● **Aim**
Reproduce all of the records exactly.

● **Extracted data**

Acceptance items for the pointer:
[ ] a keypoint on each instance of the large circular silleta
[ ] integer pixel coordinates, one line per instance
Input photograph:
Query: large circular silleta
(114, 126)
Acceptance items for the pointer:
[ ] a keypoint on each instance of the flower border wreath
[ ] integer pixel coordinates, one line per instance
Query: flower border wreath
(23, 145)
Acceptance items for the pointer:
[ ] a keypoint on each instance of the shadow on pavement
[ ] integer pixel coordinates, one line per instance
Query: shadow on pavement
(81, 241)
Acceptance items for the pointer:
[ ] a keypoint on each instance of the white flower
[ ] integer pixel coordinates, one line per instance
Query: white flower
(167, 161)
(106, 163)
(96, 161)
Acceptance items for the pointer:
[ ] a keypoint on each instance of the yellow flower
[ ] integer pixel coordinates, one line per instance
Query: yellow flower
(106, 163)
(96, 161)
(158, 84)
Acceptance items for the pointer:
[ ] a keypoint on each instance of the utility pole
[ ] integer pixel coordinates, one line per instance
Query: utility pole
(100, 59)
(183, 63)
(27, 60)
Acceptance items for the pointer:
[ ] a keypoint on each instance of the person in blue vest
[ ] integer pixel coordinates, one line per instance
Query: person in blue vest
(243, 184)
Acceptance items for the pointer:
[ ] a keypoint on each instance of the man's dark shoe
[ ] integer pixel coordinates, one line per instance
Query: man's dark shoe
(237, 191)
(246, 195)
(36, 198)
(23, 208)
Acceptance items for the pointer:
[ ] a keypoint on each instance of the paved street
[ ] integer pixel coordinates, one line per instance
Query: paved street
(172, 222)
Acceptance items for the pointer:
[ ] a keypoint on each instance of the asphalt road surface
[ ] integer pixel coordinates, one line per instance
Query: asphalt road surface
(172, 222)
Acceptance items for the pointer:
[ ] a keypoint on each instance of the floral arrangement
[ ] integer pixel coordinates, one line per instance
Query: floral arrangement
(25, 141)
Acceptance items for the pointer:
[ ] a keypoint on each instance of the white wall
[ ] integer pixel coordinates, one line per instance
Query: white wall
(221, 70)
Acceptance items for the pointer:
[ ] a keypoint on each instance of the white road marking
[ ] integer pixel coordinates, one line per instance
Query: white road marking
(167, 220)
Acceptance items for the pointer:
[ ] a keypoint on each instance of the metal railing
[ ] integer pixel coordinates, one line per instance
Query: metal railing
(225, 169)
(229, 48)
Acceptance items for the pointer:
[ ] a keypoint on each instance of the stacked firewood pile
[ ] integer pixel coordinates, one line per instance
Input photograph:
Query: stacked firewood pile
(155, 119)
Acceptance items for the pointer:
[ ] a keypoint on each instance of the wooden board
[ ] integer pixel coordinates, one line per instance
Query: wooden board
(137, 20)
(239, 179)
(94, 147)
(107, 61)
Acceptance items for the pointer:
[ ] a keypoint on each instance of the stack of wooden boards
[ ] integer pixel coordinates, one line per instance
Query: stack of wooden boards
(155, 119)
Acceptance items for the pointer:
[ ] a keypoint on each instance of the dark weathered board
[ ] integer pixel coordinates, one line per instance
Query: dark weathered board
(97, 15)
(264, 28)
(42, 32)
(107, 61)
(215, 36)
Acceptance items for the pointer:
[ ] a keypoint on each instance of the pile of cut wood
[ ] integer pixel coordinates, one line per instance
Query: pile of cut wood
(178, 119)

● **Task answer**
Acceptance items for the pointer:
[ ] a keypoint on each instance of the large circular silleta
[ ] integer pixel coordinates, one line per instance
Input photograph:
Query: large circular silleta
(114, 126)
Acceptance items for the pointer:
[ ] a keypoint on each instance of the flower border wreath
[ ] integer pixel coordinates, one line per instance
Query: flower border wreath
(23, 145)
Acceptance items for the pointer:
[ ] a keypoint on each instance of the shadow on pavement
[ ] integer pixel coordinates, one line per instance
Query: shadow on pavement
(81, 241)
Acceptance items for the pointer:
[ ] a keypoint on each instance of the white flower
[ ] integer pixel coordinates, one line per instance
Query: white flower
(167, 161)
(106, 163)
(96, 161)
Acceptance items for the pointer:
[ ] a keypoint on each instance of the yellow flower
[ ] integer pixel coordinates, one line per instance
Query: yellow flower
(106, 163)
(96, 161)
(158, 84)
Acceptance items for the pointer:
[ ] a keypoint on each instance of the utility pole
[ ] integer pixel coordinates, one line per instance
Query: utility pole
(100, 59)
(183, 63)
(27, 60)
Acceptance items for the pointer:
[ ] a keypoint on each instance of the person in blue vest
[ ] integer pixel coordinates, one line per instance
Query: person in blue vest
(243, 184)
Acceptance items for the pointer:
[ ] a keypoint on each instance of the man's dark shoe
[ ] integer pixel coordinates, one line per instance
Query: man's dark shoe
(237, 191)
(246, 195)
(36, 198)
(23, 208)
Acceptance items for the pointer:
[ ] a keypoint on each instance of the paved street
[ ] integer pixel coordinates, one line per instance
Query: paved street
(172, 222)
Acceptance items for the pointer:
[ ] a keypoint on each instance of the asphalt road surface
[ ] integer pixel coordinates, one line per instance
Query: asphalt road surface
(172, 222)
Acceptance items for the pointer:
[ ] a keypoint on each instance of the floral arrangement
[ ] integer pixel coordinates, one line per instance
Query: floral arrangement
(25, 141)
Acceptance items for the pointer:
[ ] a keypoint on each instance of the white wall
[ ] integer pixel coordinates, one line per instance
Query: white wall
(221, 70)
Acceptance items for the pointer:
[ ] a keypoint on each instance of the white road marking
[ ] integer pixel coordinates, one line per instance
Query: white road marking
(167, 220)
Acceptance items for the pointer:
[ ] a keypoint on each instance of the metal railing
[ ] integer pixel coordinates, one line per instance
Query: metal railing
(225, 169)
(229, 48)
Acceptance items for the pointer:
[ ] a keypoint on each instance of the stacked firewood pile
[ ] integer pixel coordinates, one line per instance
Input photograph:
Query: stacked firewood pile
(155, 119)
Acceptance items for the pointer:
[ ] a keypoint on each instance of the wooden board
[ ] integer pixel coordinates, one line per instance
Query: wooden board
(137, 20)
(239, 179)
(94, 147)
(107, 61)
Acceptance items for the pointer:
[ ] a keypoint on each instance of the stack of wooden boards
[ ] integer pixel coordinates, one line per instance
Query: stack of wooden boards
(155, 119)
Acceptance items for the pointer:
[ ] a keypoint on each instance of the dark weathered board
[ ] integer pixel coordinates, one line per instance
Query: dark weathered board
(97, 15)
(264, 28)
(42, 32)
(107, 61)
(215, 36)
Acceptance items for the pointer:
[ ] a keypoint on each instance of the pile of cut wood
[ ] integer pixel coordinates, one line per instance
Query: pile of cut wood
(178, 119)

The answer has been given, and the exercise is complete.